▶ [EXTRACTED TEXT]:
You can watch this presentation on Youtube:  https://youtu.be/QStem48ZALY   

What we are about to do is to look at how you can work out what is likely to happen to house prices and whether it is a good time to buy or not. The previous two blogs showed in no uncertain terms that it is a fallacy that house prices always rise over time. In fact, for most of history quite the opposite has been the case. After all, looking after houses is expensive, what with repairs, insurance, and taxation. Not only that but it certainly seems to be the case that the government has over the recent past been making home ownership more and more onerous with more and more regulation.

For the moment we will put aside government interference (a subject to be dealt with in a later blog) and look at the basic charts that we will need to show us how the housing situation is coping with modern trends. Most people will give you a list of indices that you should watch in order to gauge the direction of prices. Those lists will usually be totally wrong. My list consists of six items. Here they are:
The Affordability Index
The Rent to Mortgage Costs Ratio
The House Price Index
The Indices for Wages and Inflation
The Auction Index
We also need to know the state of the mortgage market
Let's start with The Affordability Index:

The latest figure for the UK as a whole is 5.2. But first, let us be clear about what this means.

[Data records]
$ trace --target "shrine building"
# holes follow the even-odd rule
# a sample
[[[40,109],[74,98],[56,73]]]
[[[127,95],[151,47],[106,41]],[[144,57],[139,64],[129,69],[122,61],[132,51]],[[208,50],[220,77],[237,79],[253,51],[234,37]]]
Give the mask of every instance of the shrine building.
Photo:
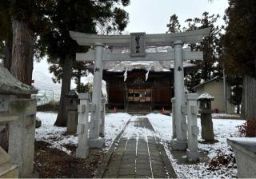
[[[184,62],[185,74],[194,67],[195,65]],[[171,109],[174,96],[173,69],[174,61],[105,62],[103,80],[106,83],[108,109],[130,113]]]

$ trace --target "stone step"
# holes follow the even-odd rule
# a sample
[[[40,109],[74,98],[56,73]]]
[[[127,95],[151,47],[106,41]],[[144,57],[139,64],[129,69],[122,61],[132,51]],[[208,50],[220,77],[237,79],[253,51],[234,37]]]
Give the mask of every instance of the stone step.
[[[127,112],[129,113],[149,113],[151,106],[150,105],[131,105],[127,106]]]
[[[0,178],[18,178],[18,166],[10,163],[0,165]]]

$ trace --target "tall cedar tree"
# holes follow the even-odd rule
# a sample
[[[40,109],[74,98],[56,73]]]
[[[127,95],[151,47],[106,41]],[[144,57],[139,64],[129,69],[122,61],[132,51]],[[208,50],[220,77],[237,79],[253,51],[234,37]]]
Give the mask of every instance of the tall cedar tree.
[[[97,22],[113,22],[112,26],[123,30],[128,23],[128,14],[114,7],[129,4],[129,0],[54,0],[46,15],[50,22],[47,33],[38,42],[41,55],[47,54],[50,70],[62,80],[60,106],[55,125],[66,126],[67,121],[66,94],[70,90],[70,81],[76,52],[88,49],[72,40],[69,31],[96,34]]]
[[[229,0],[226,14],[225,69],[243,78],[242,115],[256,119],[256,2]]]
[[[32,78],[34,42],[37,33],[44,26],[42,10],[47,0],[0,2],[0,18],[2,23],[0,38],[5,42],[5,66],[15,78],[30,86]],[[11,54],[10,49],[12,49]]]
[[[202,14],[201,18],[190,18],[185,21],[186,26],[183,31],[190,31],[211,27],[210,34],[208,38],[203,39],[200,43],[189,44],[191,51],[202,51],[203,61],[191,61],[190,62],[197,66],[197,68],[185,77],[185,85],[190,91],[192,88],[198,85],[201,81],[207,81],[216,76],[222,75],[222,46],[221,38],[221,30],[215,25],[219,15],[209,15],[209,13]],[[167,24],[168,32],[180,32],[180,24],[176,14],[170,16],[170,23]]]
[[[4,67],[10,70],[13,31],[9,1],[0,2],[0,54],[4,56]]]

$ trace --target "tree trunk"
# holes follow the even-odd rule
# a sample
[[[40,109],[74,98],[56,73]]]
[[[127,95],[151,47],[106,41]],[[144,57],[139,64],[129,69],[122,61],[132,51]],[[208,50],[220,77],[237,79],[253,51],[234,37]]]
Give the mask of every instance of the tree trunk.
[[[81,69],[78,69],[78,76],[77,76],[78,78],[77,89],[78,93],[81,93],[81,76],[82,76]]]
[[[242,91],[242,117],[256,120],[256,79],[245,76]]]
[[[72,59],[69,56],[66,56],[62,70],[61,99],[59,102],[57,120],[54,123],[54,125],[57,126],[66,126],[67,111],[66,108],[67,105],[67,99],[66,97],[66,94],[70,90],[72,64]]]
[[[10,73],[31,86],[35,35],[26,22],[13,19],[13,48]]]
[[[13,49],[13,38],[12,38],[12,32],[10,32],[8,34],[8,38],[5,40],[5,60],[4,60],[4,67],[8,69],[10,71],[11,66],[11,60],[12,60],[12,49]]]
[[[237,105],[237,114],[240,113],[240,105]]]

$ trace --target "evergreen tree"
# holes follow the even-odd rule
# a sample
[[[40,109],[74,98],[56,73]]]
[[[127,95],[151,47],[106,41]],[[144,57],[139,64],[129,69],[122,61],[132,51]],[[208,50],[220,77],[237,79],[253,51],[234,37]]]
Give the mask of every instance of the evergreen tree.
[[[237,80],[237,77],[242,77],[242,115],[250,119],[256,119],[255,10],[255,1],[229,0],[225,18],[228,24],[224,37],[225,69],[237,82],[238,87],[234,89],[234,93],[241,93],[240,80]],[[237,102],[237,97],[233,101]]]
[[[44,26],[43,8],[46,2],[46,0],[0,2],[0,38],[5,42],[5,66],[27,85],[31,85],[34,45],[37,33]]]
[[[62,81],[60,108],[55,125],[66,126],[67,121],[66,94],[70,90],[75,53],[86,52],[87,48],[79,46],[70,37],[69,31],[96,34],[96,24],[114,22],[113,26],[123,30],[128,23],[128,14],[114,7],[117,3],[123,6],[129,0],[55,0],[46,11],[50,24],[47,33],[41,35],[38,42],[41,55],[47,54],[50,70]],[[76,66],[76,65],[75,65]]]
[[[225,67],[230,74],[256,78],[256,2],[229,0]]]
[[[184,31],[199,30],[211,27],[209,37],[198,44],[189,44],[190,51],[202,51],[203,61],[194,62],[198,68],[190,73],[185,78],[185,84],[190,91],[192,88],[198,85],[201,82],[205,82],[216,76],[222,75],[222,45],[221,30],[223,26],[219,27],[215,23],[219,18],[219,15],[209,15],[209,13],[202,14],[201,18],[187,19],[187,26],[183,28]]]
[[[181,32],[181,25],[175,14],[170,17],[169,24],[167,24],[166,26],[168,27],[166,33]]]

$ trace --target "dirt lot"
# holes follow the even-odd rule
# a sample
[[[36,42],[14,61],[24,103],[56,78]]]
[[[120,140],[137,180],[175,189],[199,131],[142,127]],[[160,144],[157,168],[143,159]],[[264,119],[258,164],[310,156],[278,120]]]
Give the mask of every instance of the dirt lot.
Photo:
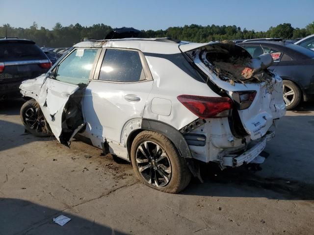
[[[314,234],[313,105],[284,117],[262,169],[206,166],[174,195],[84,143],[25,133],[23,102],[0,105],[0,235]]]

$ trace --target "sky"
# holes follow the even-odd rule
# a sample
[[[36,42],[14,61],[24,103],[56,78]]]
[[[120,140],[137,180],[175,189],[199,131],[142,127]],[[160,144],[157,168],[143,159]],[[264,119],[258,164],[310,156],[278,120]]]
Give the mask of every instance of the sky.
[[[144,30],[235,24],[266,31],[280,24],[302,28],[314,21],[314,0],[0,0],[0,25],[26,28],[36,22],[50,29],[60,22]]]

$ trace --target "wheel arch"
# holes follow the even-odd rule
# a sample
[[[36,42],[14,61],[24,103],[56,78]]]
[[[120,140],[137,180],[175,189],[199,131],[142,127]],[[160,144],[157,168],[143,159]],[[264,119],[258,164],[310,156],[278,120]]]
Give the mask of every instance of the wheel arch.
[[[163,135],[174,144],[180,156],[185,159],[192,158],[190,148],[180,131],[164,122],[146,118],[143,118],[140,129],[134,130],[129,135],[127,148],[129,158],[131,157],[131,146],[134,139],[143,131],[152,131]]]
[[[300,84],[300,83],[298,82],[297,81],[296,81],[295,80],[293,79],[292,78],[290,77],[287,77],[287,76],[281,76],[280,77],[282,79],[283,79],[283,81],[285,80],[287,80],[287,81],[290,81],[290,82],[293,82],[294,84],[295,84],[295,85],[297,87],[299,88],[301,93],[301,97],[302,98],[301,101],[306,99],[306,95],[303,91],[303,87],[301,85],[301,84]]]

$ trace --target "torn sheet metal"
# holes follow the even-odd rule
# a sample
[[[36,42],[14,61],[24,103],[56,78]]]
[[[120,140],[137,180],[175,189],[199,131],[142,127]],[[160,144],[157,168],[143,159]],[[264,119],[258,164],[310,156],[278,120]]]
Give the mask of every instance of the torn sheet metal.
[[[86,87],[48,78],[38,95],[37,101],[52,132],[67,146],[74,135],[85,126],[80,101]]]

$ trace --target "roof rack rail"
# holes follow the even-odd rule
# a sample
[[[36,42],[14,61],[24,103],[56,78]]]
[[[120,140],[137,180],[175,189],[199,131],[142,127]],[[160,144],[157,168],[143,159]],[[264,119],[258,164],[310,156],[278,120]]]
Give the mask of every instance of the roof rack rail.
[[[0,39],[19,39],[17,37],[0,37]]]

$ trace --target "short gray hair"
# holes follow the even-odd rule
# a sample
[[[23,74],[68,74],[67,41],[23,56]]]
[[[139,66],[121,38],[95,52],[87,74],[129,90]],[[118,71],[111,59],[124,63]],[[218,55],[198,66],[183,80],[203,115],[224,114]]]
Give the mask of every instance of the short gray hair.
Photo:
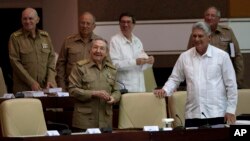
[[[211,35],[210,26],[205,22],[197,22],[193,25],[192,30],[194,29],[201,29],[205,32],[206,35]]]
[[[220,10],[219,10],[218,8],[216,8],[215,6],[210,6],[210,7],[208,7],[207,10],[206,10],[205,13],[204,13],[205,15],[206,15],[208,9],[215,9],[215,10],[216,10],[216,16],[219,17],[219,18],[221,17],[221,12],[220,12]]]

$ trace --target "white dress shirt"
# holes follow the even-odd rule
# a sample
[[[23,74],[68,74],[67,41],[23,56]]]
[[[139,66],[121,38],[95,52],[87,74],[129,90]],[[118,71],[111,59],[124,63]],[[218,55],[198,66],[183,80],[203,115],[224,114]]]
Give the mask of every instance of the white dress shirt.
[[[186,119],[224,117],[226,112],[235,114],[236,76],[225,51],[208,45],[202,56],[195,47],[182,53],[163,87],[167,96],[172,95],[184,79],[187,83]]]
[[[137,58],[148,58],[140,39],[132,35],[131,42],[122,33],[116,34],[110,41],[110,57],[118,69],[117,80],[128,92],[145,92],[143,71],[152,65],[136,65]]]

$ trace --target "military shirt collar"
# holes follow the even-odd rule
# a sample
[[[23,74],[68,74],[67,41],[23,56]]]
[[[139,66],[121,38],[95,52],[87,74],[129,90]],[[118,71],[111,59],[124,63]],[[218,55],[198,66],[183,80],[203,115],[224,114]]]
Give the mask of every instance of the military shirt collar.
[[[24,34],[25,37],[32,37],[31,32],[22,29],[22,32]],[[40,36],[40,30],[36,29],[36,37]]]

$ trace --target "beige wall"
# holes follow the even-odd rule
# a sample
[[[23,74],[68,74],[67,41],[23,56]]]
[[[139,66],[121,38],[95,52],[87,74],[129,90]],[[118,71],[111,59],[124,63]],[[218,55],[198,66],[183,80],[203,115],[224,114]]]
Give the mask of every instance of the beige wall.
[[[59,53],[63,39],[78,31],[77,0],[42,0],[43,27]]]

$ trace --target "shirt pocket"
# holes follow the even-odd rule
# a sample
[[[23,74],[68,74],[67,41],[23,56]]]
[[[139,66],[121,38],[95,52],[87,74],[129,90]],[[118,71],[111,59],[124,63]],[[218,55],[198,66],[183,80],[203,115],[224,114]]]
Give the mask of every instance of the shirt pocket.
[[[35,56],[33,56],[33,52],[33,48],[27,47],[26,45],[20,48],[20,58],[24,64],[28,62],[34,62]]]
[[[218,80],[220,77],[221,70],[217,64],[212,64],[207,68],[207,78],[208,80]]]
[[[86,108],[86,107],[77,107],[76,111],[82,114],[91,114],[92,109],[91,108]]]
[[[82,50],[83,49],[81,49],[79,47],[68,47],[68,53],[69,53],[68,61],[69,61],[69,63],[74,64],[75,62],[77,62],[81,59],[84,59],[83,55],[82,55]]]
[[[41,52],[42,52],[42,60],[43,60],[43,62],[47,62],[48,59],[49,59],[50,52],[51,52],[50,49],[43,48]]]
[[[82,78],[82,87],[85,90],[94,89],[96,77],[92,75],[86,75]]]

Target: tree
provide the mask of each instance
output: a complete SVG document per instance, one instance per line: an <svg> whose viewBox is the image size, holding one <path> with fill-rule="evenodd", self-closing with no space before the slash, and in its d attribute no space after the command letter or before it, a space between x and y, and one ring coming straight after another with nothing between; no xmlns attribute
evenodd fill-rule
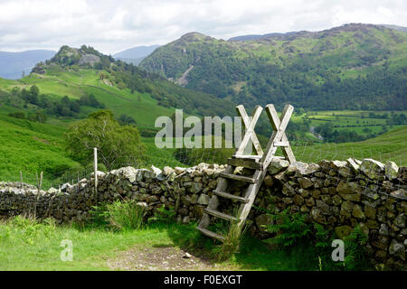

▶ [TO-DO LIST]:
[1] Answer these questions from the text on house prices.
(a) How many items make up the writer's list of indices?
(b) What is the latest Affordability Index figure given for the UK as a whole?
(c) Which subject is set aside for a later blog?
[2] Pull out every line of the records that contains the string "cedar".
The text and the records come from separate sources.

▶ [RESPONSES IN ORDER]:
[1]
(a) Six.
(b) 5.2.
(c) Government interference.

[2]
$ trace --target "tall cedar tree"
Give the mask of every instance of the tall cedar tree.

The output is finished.